Document text:
Simone Dinnerstein did well in the first two movements of the Mozart, and offered a straightforward performance, restrained to a fault. More "pearly notes" would have been welcome, a warmer tone, a singing legato — but at the core, it was fine, and Sitkovetsky's orchestra was once again exceptional.
Soon after the third movement began, Dinnerstein's tempo slowed down. Sitkovetsky tried to match it, but in a few seconds the soloist completely lost her place, in a scene witnessed only in dramatic musical films depicting a crisis-struck concert. Dinnerstein picked up a phrase further ahead in the score. The orchestra — looking and sounding confused — once again tried to adjust to her. But in the end, soloist and orchestra rushed to simply end the concerto, instead of even approximating the work's joyously unrestrained finale.
It was an unfortunate happening — making you wonder why such events don't happen more often — and in hindsight, the conductor or the soloist should have stopped, apologized, and started the movement again.
With this drama on top of Sitkovetsky's medical condition, what chance did poor Bach have with the lengthy, mighty Variations due after the intermission? Miraculously, the violinist played and conducted his orchestration of the work in absolutely peak form, brilliantly and from the heart, and his instrument blended superbly with the young musicians' string orchestra. Orchestration and performance were so affecting that I caught myself wondering why I had not heard this "original version" before, as the keyboard version is obviously inferior. (Imagine a half-Smiley here, as the actual use of emoticons is against editorial policy.)
Torn ligaments, mangled legs (Sitkovetsky did sit for the Bach), shoulder taped in to prevent popping out again — none of that was evident as uncanny strength, ability, and dedication produced this remarkable performance.
Similar to the work's dual nature, both individual pieces and a sum greater than its parts, the Verbier musicians shone equally in the ensemble performances of the nine energetic canons and in the quiet, contemplative duos and trios. A recognizable standout was the concertmaster, 21-year-old Christoph Koncz, an Austrian who has just been engaged as principal second violinist with the Vienna Philharmonic. His duets with Sitkovetsky were utterly beautiful.
Every Verbier principal should be singled out as well, but because the orchestra's personnel are listed alphabetically in the program, performers remain semianonymous, perhaps deliberately, to first-time listeners. Besides the Austrian Koncz, American violist Dustin Budish and Italian cellist Nerina Mancini dazzled with their solo work. (Mancini, identified in the program as being from Italy, is said to have grown up in the East Bay, soloed with the Prometheus Symphony, lived in Berkeley.)
The Chamber Orchestra not only consists of young musicians, but it is of a tender age itself. Formed in 2005, of players and alumni from the Verbier Festival Orchestra, the group has 34 musicians, 11 from the U.S. (an unusually high number for a European orchestra), and the rest from all over the map, from Japan, Egypt, Taiwan, Uzbekistan, and so on. In just three years, the Chamber Orchestra has toured many European locations, New York, Chicago, and elsewhere. Besides Verbier, they are on the way to Italy's Cortona Festival, and then a tour of Asia.
In age, excellence, and multinationalism, this is a group similar to the (numerically much larger) Gustav Mahler Jugendorchestre, one of the most exciting musical forces in the world.

Information provided:
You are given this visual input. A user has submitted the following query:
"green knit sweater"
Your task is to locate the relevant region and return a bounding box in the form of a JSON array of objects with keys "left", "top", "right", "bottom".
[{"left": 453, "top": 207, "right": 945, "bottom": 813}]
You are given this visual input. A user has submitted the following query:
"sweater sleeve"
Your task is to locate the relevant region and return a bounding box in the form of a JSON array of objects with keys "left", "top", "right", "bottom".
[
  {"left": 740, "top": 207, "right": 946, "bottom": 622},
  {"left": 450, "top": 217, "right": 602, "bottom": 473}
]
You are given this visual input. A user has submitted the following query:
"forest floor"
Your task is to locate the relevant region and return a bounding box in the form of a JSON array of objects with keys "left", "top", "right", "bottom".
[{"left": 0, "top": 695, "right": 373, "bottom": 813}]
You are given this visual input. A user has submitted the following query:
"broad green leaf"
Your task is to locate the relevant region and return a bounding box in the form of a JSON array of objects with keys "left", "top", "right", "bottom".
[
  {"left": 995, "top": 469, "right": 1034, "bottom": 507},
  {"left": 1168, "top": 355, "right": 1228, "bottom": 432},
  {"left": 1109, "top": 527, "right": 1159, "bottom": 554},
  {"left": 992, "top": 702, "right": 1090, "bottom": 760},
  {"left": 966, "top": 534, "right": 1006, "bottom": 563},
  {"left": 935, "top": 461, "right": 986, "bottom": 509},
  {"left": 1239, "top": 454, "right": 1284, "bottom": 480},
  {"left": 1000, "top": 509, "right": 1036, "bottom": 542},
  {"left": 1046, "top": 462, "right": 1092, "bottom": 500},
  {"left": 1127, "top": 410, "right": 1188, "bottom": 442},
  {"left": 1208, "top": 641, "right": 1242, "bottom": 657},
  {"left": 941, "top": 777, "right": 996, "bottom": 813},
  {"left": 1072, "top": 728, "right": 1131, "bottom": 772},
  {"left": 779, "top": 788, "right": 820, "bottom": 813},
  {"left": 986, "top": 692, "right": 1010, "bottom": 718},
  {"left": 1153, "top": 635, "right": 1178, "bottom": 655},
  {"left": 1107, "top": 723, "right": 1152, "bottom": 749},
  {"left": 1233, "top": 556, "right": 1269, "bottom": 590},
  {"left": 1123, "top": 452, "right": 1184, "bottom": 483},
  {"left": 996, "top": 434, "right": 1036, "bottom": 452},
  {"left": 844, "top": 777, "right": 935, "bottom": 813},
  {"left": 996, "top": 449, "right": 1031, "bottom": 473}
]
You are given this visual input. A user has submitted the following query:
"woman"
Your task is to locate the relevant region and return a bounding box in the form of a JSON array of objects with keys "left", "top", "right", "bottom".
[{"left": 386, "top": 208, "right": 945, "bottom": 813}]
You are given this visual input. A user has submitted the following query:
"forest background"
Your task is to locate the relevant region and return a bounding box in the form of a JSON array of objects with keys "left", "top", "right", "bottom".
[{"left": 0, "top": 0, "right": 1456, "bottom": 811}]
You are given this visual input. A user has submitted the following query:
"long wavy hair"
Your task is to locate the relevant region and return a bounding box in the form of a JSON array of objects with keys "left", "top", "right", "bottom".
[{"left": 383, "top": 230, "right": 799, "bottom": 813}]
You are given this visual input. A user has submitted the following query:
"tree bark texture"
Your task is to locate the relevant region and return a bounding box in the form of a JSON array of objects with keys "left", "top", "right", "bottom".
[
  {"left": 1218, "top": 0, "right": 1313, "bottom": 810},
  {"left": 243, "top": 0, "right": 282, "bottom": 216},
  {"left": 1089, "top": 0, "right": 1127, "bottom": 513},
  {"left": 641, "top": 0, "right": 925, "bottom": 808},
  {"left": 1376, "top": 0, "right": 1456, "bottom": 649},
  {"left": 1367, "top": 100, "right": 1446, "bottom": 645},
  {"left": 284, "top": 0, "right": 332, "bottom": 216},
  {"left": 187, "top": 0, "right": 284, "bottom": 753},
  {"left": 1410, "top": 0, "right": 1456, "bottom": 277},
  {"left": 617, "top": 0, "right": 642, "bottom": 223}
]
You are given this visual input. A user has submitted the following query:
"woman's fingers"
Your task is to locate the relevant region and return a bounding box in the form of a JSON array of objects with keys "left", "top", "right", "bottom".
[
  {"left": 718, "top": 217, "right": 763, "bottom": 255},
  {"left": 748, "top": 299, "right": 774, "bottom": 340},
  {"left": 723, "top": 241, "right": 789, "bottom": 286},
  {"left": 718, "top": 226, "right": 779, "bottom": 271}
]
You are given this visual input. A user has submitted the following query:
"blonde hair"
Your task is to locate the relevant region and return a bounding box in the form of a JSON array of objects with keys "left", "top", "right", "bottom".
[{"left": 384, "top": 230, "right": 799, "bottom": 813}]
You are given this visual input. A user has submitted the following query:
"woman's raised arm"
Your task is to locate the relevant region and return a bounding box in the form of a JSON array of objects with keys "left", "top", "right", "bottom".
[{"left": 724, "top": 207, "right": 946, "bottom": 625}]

Try it:
Answer from the concert review:
1. In which movement of the Mozart did the soloist lose her place?
2. Who was the concertmaster?
3. In what year was the Chamber Orchestra formed?
Rely only on the concert review.

Solution to this task:
1. The third movement.
2. Christoph Koncz, a 21-year-old Austrian.
3. 2005.